>> Begin Records to use

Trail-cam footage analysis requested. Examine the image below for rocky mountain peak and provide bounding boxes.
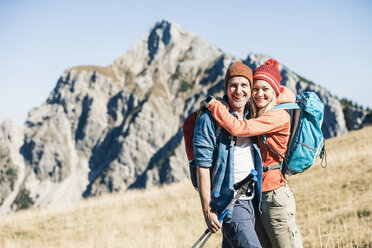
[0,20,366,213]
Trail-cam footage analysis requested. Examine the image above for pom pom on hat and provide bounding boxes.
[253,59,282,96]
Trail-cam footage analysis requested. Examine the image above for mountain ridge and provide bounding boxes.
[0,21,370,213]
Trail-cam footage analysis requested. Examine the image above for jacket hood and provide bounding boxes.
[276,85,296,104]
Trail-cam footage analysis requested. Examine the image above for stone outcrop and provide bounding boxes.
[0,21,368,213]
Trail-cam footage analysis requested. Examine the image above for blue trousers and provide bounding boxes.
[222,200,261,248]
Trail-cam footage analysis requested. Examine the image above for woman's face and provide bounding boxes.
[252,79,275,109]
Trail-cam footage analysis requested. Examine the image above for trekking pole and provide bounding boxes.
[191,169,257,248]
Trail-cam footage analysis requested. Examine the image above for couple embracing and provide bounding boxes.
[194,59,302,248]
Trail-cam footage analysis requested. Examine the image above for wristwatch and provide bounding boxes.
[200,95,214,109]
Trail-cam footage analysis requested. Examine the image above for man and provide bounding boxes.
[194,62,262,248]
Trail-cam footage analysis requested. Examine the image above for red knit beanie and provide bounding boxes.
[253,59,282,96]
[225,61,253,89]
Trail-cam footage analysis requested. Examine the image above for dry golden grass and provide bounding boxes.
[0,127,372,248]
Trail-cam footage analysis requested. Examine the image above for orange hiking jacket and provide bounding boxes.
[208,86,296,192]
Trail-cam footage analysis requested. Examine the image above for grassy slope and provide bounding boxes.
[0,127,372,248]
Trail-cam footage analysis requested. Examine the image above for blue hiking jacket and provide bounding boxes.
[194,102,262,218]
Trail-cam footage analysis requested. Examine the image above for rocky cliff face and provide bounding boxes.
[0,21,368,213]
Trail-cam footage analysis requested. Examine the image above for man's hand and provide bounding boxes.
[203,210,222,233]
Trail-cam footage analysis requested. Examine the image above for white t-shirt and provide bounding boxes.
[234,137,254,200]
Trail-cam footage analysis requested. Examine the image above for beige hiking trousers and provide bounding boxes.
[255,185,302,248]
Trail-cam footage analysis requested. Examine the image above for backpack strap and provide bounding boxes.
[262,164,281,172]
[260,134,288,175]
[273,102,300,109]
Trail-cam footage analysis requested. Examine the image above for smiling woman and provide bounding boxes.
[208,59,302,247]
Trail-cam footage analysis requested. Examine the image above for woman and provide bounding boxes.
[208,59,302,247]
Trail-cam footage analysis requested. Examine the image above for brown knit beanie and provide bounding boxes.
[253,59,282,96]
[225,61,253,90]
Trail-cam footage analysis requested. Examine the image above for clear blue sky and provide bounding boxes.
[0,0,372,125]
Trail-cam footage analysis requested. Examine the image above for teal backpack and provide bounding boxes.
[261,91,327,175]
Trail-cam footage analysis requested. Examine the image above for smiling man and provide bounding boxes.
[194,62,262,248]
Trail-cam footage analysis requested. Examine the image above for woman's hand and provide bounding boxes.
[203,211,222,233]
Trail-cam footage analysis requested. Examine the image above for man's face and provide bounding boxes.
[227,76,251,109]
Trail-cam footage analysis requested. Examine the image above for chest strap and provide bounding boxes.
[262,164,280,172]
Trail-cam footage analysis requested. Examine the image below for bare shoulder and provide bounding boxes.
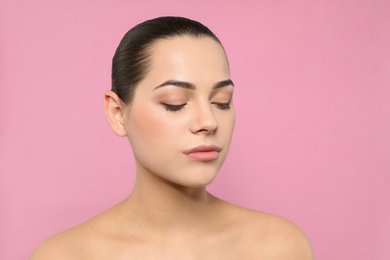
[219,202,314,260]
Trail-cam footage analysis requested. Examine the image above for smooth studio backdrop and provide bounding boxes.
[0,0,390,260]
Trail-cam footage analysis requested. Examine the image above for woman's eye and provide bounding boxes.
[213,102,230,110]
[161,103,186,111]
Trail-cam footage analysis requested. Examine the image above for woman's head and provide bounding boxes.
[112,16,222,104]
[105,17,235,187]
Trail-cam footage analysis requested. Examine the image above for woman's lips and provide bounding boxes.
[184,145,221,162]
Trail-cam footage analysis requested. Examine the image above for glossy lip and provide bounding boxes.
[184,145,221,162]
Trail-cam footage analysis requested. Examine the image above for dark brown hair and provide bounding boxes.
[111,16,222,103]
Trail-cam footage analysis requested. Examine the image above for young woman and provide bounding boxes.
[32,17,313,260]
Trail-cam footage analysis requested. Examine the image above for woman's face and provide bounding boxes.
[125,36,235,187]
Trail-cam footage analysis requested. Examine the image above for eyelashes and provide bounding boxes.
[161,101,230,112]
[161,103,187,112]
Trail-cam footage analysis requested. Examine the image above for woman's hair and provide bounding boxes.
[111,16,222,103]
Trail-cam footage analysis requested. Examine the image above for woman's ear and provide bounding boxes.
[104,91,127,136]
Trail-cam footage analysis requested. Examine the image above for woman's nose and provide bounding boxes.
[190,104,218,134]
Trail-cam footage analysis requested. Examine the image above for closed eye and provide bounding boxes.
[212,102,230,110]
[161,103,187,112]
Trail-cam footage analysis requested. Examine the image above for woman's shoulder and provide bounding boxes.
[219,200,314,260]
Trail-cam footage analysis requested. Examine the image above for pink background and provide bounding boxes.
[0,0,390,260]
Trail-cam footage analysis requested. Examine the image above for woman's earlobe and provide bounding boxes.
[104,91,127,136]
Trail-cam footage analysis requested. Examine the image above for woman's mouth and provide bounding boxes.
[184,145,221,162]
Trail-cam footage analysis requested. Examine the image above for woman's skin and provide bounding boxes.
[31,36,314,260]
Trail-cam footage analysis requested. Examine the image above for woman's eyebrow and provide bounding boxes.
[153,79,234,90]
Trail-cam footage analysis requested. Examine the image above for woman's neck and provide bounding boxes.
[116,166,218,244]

>> End Records to use

» Direction
Copy out every line of the data above verbatim, leaving the pictures out.

» Task solution
Trail-cam footage analysis requested. Examine the image below for rocky mountain peak and provide bounding boxes.
[0,20,366,213]
Trail-cam footage analysis requested. Examine the image above for pom pom on hat and provide bounding boxes.
[253,59,282,96]
Trail-cam footage analysis requested. Examine the image above for mountain ridge and provide bounding boxes.
[0,21,370,213]
Trail-cam footage analysis requested. Examine the image above for jacket hood and provide bounding boxes.
[276,85,296,104]
Trail-cam footage analysis requested. Examine the image above for stone outcrop and provide bounding boxes.
[0,21,368,213]
Trail-cam footage analysis requested. Examine the image above for blue trousers and provide bounding boxes.
[222,200,261,248]
Trail-cam footage analysis requested. Examine the image above for woman's face and provide bounding boxes.
[252,79,275,109]
Trail-cam footage analysis requested. Examine the image above for trekking pole and provide bounding boxes.
[191,169,257,248]
Trail-cam footage analysis requested. Examine the image above for couple embracing and provide bounding boxes.
[194,59,302,248]
Trail-cam footage analysis requested. Examine the image above for wristwatch and provide bounding boxes.
[200,95,214,109]
Trail-cam footage analysis requested. Examine the image above for man and provide bounding boxes.
[194,62,262,248]
Trail-cam footage analysis requested. Examine the image above for red knit beanie and provide bounding boxes.
[253,59,282,96]
[225,61,253,89]
Trail-cam footage analysis requested. Examine the image above for dry golden grass and provide bounding boxes.
[0,127,372,248]
Trail-cam footage analysis requested. Examine the image above for orange hiking jacket and provide bounding boxes.
[208,86,296,192]
Trail-cam footage analysis requested. Examine the image above for grassy slope and provide bounding boxes.
[0,127,372,248]
Trail-cam footage analysis requested. Examine the image above for blue hiking jacket and provide bounding boxes.
[194,102,262,218]
Trail-cam footage analysis requested. Examine the image above for rocky cliff face and provide bounding boxes.
[0,21,368,213]
Trail-cam footage analysis requested. Examine the image above for man's hand and provide bounding boxes.
[203,210,222,233]
Trail-cam footage analysis requested. Examine the image above for white t-shirt and provide bounding boxes.
[234,137,254,200]
Trail-cam footage analysis requested. Examine the image above for beige hiking trousers and provide bounding boxes.
[255,185,302,248]
Trail-cam footage analysis requested. Examine the image above for backpack strap and provide bounding boxes.
[262,164,281,172]
[260,134,288,175]
[273,102,300,109]
Trail-cam footage analysis requested. Examine the image above for smiling woman and provide bounding boxes.
[208,59,302,247]
Trail-cam footage analysis requested. Examine the image above for woman and provide bounding boxes.
[208,59,302,247]
Trail-cam footage analysis requested. Examine the image above for brown knit beanie and provide bounding boxes.
[253,59,282,96]
[225,61,253,90]
Trail-cam footage analysis requested. Examine the image above for clear blue sky and provide bounding boxes.
[0,0,372,125]
Trail-cam footage analysis requested. Examine the image above for teal backpack and provide bounding boxes.
[261,91,327,175]
Trail-cam footage analysis requested. Examine the image above for smiling man and provide bounding boxes.
[194,62,262,248]
Trail-cam footage analysis requested. Examine the image above for woman's hand and provide bounding boxes.
[203,211,222,233]
Trail-cam footage analysis requested. Examine the image above for man's face and provide bounding boxes.
[227,76,251,109]
Trail-cam footage analysis requested. Examine the image above for chest strap and provide bounding boxes.
[262,164,280,172]
Trail-cam footage analysis requested. Examine the image below for bare shoulder and provide bounding boxes.
[219,202,314,260]
Trail-cam footage analysis requested. Examine the image above for smooth studio backdrop and provide bounding boxes.
[0,0,390,260]
Trail-cam footage analysis requested. Examine the image above for woman's eye and provide bounding boxes.
[213,102,230,110]
[161,103,186,111]
Trail-cam footage analysis requested. Examine the image above for woman's head and provide bounding boxes.
[112,16,222,104]
[105,17,235,187]
Trail-cam footage analysis requested. Examine the image above for woman's lips and provide bounding boxes.
[184,145,221,162]
Trail-cam footage analysis requested. Examine the image above for glossy lip and provide bounding boxes.
[184,145,221,162]
Trail-cam footage analysis requested. Examine the image above for dark brown hair and provide bounding boxes.
[111,16,222,103]
Trail-cam footage analysis requested. Examine the image above for young woman and provide bounding boxes.
[32,17,313,260]
Trail-cam footage analysis requested. Examine the image above for woman's face and provide bounding boxes.
[125,36,235,187]
Trail-cam footage analysis requested. Examine the image above for eyelashes and provide bounding boxes.
[161,101,230,112]
[161,103,187,112]
Trail-cam footage analysis requested. Examine the image above for woman's hair and provide bounding boxes.
[111,16,222,103]
Trail-cam footage analysis requested. Examine the image above for woman's ear and provide bounding boxes.
[104,91,127,136]
Trail-cam footage analysis requested. Examine the image above for woman's nose and provide bounding boxes.
[190,104,218,134]
Trail-cam footage analysis requested. Examine the image above for closed eye and provide bounding boxes.
[212,102,230,110]
[161,103,187,112]
Trail-cam footage analysis requested. Examine the image above for woman's shoulder and provide bounding boxes.
[219,200,314,260]
Trail-cam footage analysis requested. Examine the image above for pink background and provide bounding boxes.
[0,0,390,260]
Trail-cam footage analysis requested. Examine the image above for woman's earlobe and provide bounding boxes.
[104,91,127,136]
Trail-cam footage analysis requested. Examine the image above for woman's mouth and provide bounding boxes.
[184,145,221,162]
Trail-cam footage analysis requested. Examine the image above for woman's skin and provide bounding boxes.
[31,36,314,260]
Trail-cam footage analysis requested. Examine the image above for woman's eyebrow and provide bounding boxes.
[153,79,234,90]
Trail-cam footage analysis requested. Examine the image above for woman's neck and provide bounding boxes.
[116,166,218,244]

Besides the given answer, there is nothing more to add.